++++ Page extract
Monday, September 9, 2013

The Silent Epidemic of Middle-Class Homelessness


 Yesterday, I ran into a friend of mine in Soho. I hadn’t seen him in a long time.
“Long time no see,” I said to him. “You look good.”
He shrugged in his self-deprecating Jewish way.
“Well, at least you’re eating regularly and you have a roof over your head,” I said.
He shook his head.
“You’re homeless?” I asked, half-joking.
He nodded.
“You’re kidding me!” I said.
He told me that he’d been sleeping on the F train for the last two years, with the exception of one month, when he was able to stay at a friend’s co-op, and his birthday (his 60th), when he treated himself to a room at the Y.
As I was talking to him, I realized that I personally knew four people who either are or have been homeless.
At this point, if you’re a Republican, you would probably say, “What’s wrong with these people?”
And I would say, “What’s wrong with our economy (and our society, in general) that people who were formerly what you would call ‘middle-class,’ people who played by the rules and did everything they were supposed to do, still wound up being homeless?”
It’s no surprise when people like Mitt Romney are tone-deaf on this issue. But the reality is that most politicians—Republican and Democrat—are so wealthy that they’ve lost touch with the challenges facing middle-class people. (And forget about the poor. Nobody even talks about them.)
My Soho friend, Norman (not his real name), is a photographer. I don’t know exactly what happened to his last apartment (he was living in New Jersey), but he’s been working as a messenger for the last few years because he couldn’t support himself as a photographer.
I have another friend who was recently forced to move back with his sister in Virginia because his landlord stopped accepting his rent check at the apartment he’d been subletting for the last 19 years. He had been working as a doorman at an apartment building in Soho, but quit his job, partly because the staggered hours were destroying his health. He retired shortly afterwards.
++++++++
++++ Available data
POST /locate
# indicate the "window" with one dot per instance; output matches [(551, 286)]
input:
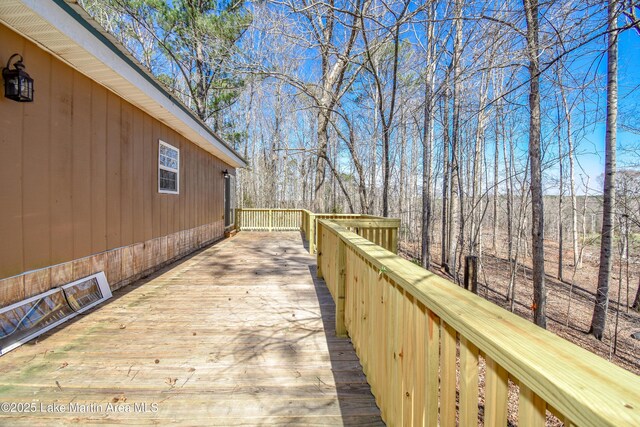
++++++++
● Exercise description
Output the passage of the middle-class homelessness post exactly as it appears, copying everything from "It’s no surprise" down to "as a photographer.".

● Output of the exercise
It’s no surprise when people like Mitt Romney are tone-deaf on this issue. But the reality is that most politicians—Republican and Democrat—are so wealthy that they’ve lost touch with the challenges facing middle-class people. (And forget about the poor. Nobody even talks about them.)
My Soho friend, Norman (not his real name), is a photographer. I don’t know exactly what happened to his last apartment (he was living in New Jersey), but he’s been working as a messenger for the last few years because he couldn’t support himself as a photographer.